§ Requisitos do exercício
1 – Responda com base no texto sobre metafísica:
(a) Como Aristóteles classificou a metafísica?
(b) Em torno de quais dois temas giram as indagações metafísicas?
(c) Qual é a essência dos seres humanos, segundo o exemplo dado?
2 – Liste os conceitos metafísicos que o texto sobre metafísica apresenta como identificáveis no cotidiano, cada um com o termo indicado entre parênteses.

§ Trecho fornecido

-----

De modo geral o termo ‘metafísica’ causa estranheza na maioria das pessoas. Nos estudantes da Filosofia há um ‘senso comum’ de que é uma das disciplinas filosóficas mais complexas de se entender. 
Inicialmente considerada como ONTOLOGIA, a metafísica parte da tradição filosófica aristotélica e investiga as realidades que transcendem a experiência sensível. Classificada pelo filósofo grego Aristóteles como ‘Filosofia Primeira’, as indagações metafísicas giram em torno de dois temas: existência e essência, ou seja, os filósofos metafísicos investigam sobre ‘O que existe’ e ‘Qual a essência do que existe’.

Neste sentido, vamos indicar como os principais conceitos metafísicos podem ser identificados em nosso cotidiano:

1. Potência (ou matéria) – o que as coisas tendem a ser (como por exemplo uma semente de feijão a ser plantada).
2. Ato (ou forma) – o que as coisas são (como por exemplo uma semente de feijão quando plantada e germina numa árvore = pé de feijão).
3. Devir (ou movimento) – é a transformação que as coisas passam = da matéria para a forma (da potência ao ato), por exemplo: da semente de feijão para uma árvore de feijão.
4. Essência (ou identidade) das coisas – por exemplo, a essência de um livro é fato de ter letras impressas nele, a essência dos seres humanos é ter a racionalidade presentes neles.
5. Acidentes (ou características) das coisas – os acidentes em um livro, por exemplo, é o fato de que ele poder ser amarelo, preto, pesado, grande, em diferentes línguas, etc. Os acidentes nos Homens, por exemplo, é o fato de que eles podem ser magros, gordos, altos, baixos, cabeludos, carecas, etc.  

Como vimos nos exemplos acima, não é tão complicado assim entender essa disciplina que é, ao mesmo tempo, intensa e apaixonante, pois ela nos dá uma dimensão mais ampla do POR QUÊ de toda existência na natureza: sensível e suprassensível!

-----

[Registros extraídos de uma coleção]
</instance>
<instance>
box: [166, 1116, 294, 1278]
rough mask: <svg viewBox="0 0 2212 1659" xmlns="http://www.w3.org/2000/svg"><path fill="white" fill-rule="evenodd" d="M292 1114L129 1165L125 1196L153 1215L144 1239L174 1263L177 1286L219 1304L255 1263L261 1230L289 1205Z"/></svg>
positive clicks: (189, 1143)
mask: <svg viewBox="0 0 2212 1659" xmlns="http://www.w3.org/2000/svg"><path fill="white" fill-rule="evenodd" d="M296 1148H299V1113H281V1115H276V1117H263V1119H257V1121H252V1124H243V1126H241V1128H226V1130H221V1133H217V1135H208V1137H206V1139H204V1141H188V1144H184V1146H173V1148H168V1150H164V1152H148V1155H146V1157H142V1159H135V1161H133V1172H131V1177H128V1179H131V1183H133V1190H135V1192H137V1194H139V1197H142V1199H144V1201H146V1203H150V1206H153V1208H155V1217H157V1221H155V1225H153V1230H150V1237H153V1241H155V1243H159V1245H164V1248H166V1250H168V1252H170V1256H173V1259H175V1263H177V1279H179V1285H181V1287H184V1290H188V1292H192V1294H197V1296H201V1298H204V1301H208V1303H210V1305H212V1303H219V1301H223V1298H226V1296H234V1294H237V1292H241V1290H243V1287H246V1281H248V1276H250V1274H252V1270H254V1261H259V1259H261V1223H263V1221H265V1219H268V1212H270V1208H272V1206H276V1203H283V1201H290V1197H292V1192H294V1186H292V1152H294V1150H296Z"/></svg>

-----

§ Soluções em ordem
1 –
(a) Como "Filosofia Primeira".
(b) Existência e essência.
(c) Ter a racionalidade presente neles.

2 –
1. Potência (ou matéria)
2. Ato (ou forma)
3. Devir (ou movimento)
4. Essência (ou identidade)
5. Acidentes (ou características)